## EXERCISE AIM
Present the stretch from the start of the entries through the line containing "116 90 L 129" as a Markdown table with the columns Row and Line, numbering each row and leaving out blank lines.

##### DATASET ENTRIES

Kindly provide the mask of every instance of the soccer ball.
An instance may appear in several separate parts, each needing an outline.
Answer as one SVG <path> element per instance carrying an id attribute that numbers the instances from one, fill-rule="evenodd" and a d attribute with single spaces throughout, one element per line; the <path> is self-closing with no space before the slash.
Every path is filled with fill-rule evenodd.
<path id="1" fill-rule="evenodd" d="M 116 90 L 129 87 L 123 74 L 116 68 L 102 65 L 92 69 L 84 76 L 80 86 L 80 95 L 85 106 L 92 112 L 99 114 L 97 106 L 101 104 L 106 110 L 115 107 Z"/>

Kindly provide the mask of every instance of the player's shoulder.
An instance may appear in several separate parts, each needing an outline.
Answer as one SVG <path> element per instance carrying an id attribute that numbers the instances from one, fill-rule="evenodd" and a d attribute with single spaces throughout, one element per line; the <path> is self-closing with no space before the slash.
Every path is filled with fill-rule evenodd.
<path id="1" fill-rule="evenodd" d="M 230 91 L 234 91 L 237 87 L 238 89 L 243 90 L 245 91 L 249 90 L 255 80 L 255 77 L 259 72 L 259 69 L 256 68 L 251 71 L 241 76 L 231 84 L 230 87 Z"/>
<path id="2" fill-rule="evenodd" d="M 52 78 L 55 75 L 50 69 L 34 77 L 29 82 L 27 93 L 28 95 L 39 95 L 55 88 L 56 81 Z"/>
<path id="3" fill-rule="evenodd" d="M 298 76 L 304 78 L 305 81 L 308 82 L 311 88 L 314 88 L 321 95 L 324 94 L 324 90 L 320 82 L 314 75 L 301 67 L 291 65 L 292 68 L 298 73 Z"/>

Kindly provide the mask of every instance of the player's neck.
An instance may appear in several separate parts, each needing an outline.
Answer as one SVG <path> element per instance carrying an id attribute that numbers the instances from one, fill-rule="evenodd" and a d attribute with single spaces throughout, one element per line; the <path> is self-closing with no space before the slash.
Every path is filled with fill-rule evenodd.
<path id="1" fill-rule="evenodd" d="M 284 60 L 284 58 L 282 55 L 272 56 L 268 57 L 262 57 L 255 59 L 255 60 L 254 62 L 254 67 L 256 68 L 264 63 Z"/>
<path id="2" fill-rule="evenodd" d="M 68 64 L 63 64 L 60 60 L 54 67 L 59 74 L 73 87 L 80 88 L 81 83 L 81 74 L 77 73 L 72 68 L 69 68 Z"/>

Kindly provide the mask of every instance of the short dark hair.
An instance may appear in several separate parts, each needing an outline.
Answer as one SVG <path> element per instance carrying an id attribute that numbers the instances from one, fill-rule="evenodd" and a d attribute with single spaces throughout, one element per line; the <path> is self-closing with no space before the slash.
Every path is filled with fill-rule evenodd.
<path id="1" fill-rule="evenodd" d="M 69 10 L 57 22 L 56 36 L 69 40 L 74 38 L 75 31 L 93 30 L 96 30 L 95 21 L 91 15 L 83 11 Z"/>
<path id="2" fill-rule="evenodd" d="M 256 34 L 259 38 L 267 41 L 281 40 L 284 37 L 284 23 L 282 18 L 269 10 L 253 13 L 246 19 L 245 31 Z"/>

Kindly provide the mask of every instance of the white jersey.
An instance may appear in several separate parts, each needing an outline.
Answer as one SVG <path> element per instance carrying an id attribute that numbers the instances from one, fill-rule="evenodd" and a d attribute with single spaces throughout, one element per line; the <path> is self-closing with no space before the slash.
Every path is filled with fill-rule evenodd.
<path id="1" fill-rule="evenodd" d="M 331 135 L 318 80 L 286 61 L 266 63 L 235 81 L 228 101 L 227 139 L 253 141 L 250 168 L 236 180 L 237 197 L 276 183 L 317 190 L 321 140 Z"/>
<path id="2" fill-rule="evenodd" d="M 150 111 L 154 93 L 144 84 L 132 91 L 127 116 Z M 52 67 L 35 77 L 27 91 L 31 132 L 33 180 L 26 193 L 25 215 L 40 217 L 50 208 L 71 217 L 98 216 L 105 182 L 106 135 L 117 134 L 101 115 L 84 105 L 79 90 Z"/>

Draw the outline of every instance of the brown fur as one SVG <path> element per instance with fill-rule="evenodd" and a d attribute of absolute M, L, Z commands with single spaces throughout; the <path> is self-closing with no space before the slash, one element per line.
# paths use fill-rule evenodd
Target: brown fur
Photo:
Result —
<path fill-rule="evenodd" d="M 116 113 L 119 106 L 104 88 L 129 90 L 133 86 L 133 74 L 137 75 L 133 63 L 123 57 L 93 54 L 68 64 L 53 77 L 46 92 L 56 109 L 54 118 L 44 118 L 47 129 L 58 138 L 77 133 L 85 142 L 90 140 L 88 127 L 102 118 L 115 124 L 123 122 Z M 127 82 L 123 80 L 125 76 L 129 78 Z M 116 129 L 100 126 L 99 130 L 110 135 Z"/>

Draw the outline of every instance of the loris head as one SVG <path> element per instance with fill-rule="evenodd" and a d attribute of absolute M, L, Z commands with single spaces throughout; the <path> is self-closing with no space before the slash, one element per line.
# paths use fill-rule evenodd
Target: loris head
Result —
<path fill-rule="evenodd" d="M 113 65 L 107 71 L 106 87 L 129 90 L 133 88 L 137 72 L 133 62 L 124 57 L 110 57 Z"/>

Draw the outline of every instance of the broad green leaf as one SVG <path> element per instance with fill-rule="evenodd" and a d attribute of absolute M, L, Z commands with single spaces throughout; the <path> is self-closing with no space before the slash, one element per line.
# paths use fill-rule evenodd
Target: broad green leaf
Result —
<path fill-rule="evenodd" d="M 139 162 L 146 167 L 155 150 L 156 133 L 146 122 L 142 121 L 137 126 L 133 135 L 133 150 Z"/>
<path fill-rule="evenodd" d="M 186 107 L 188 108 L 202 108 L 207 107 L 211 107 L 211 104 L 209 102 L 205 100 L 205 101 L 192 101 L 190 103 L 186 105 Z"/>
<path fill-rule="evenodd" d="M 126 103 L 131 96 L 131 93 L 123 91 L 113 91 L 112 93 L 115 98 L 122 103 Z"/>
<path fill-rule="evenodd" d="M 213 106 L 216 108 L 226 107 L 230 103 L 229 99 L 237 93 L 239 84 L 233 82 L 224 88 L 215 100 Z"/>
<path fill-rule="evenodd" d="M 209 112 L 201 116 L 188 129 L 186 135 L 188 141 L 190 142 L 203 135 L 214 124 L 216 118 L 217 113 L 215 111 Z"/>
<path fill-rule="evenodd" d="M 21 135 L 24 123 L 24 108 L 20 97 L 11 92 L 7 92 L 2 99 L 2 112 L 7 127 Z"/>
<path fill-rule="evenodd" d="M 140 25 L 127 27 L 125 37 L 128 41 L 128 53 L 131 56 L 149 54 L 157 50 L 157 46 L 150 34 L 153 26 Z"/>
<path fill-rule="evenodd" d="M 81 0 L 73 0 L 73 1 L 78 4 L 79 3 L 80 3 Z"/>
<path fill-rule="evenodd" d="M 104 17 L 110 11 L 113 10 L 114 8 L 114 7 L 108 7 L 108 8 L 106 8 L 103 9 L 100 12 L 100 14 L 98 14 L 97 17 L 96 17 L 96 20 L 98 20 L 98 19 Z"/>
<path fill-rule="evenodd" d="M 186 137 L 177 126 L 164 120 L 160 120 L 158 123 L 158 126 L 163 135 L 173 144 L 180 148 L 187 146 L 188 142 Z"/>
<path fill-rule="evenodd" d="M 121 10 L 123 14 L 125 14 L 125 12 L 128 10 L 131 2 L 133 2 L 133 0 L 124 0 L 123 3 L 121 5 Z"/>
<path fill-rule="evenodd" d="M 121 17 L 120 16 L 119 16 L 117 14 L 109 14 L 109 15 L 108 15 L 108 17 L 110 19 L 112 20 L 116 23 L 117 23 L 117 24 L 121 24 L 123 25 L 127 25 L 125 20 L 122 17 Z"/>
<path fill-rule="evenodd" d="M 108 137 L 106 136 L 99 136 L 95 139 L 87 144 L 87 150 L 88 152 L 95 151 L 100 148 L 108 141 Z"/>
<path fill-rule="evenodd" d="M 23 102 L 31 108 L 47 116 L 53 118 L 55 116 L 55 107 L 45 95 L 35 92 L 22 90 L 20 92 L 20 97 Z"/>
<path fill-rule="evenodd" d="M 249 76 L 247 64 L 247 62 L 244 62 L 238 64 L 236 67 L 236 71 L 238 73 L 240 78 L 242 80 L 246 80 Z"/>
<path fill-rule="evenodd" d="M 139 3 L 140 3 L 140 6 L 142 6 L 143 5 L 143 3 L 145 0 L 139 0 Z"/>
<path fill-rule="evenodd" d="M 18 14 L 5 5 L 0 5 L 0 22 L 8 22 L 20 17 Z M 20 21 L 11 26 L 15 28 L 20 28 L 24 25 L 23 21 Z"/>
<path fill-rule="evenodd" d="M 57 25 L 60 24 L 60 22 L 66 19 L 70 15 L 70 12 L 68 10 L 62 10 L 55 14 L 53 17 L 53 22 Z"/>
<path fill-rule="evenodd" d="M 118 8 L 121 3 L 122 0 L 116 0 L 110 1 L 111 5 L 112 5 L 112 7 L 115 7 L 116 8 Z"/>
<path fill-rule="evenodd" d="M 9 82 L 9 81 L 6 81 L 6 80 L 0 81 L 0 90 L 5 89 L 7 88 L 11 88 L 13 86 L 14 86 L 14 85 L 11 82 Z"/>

##########

## FINISHED TASK
| Row | Line |
|---|---|
| 1 | Kindly provide the mask of every instance of the soccer ball. |
| 2 | An instance may appear in several separate parts, each needing an outline. |
| 3 | Answer as one SVG <path> element per instance carrying an id attribute that numbers the instances from one, fill-rule="evenodd" and a d attribute with single spaces throughout, one element per line; the <path> is self-closing with no space before the slash. |
| 4 | Every path is filled with fill-rule evenodd. |
| 5 | <path id="1" fill-rule="evenodd" d="M 116 90 L 129 87 L 123 74 L 116 68 L 102 65 L 92 69 L 84 76 L 80 86 L 80 95 L 85 106 L 92 112 L 99 114 L 97 106 L 101 104 L 106 110 L 115 107 Z"/> |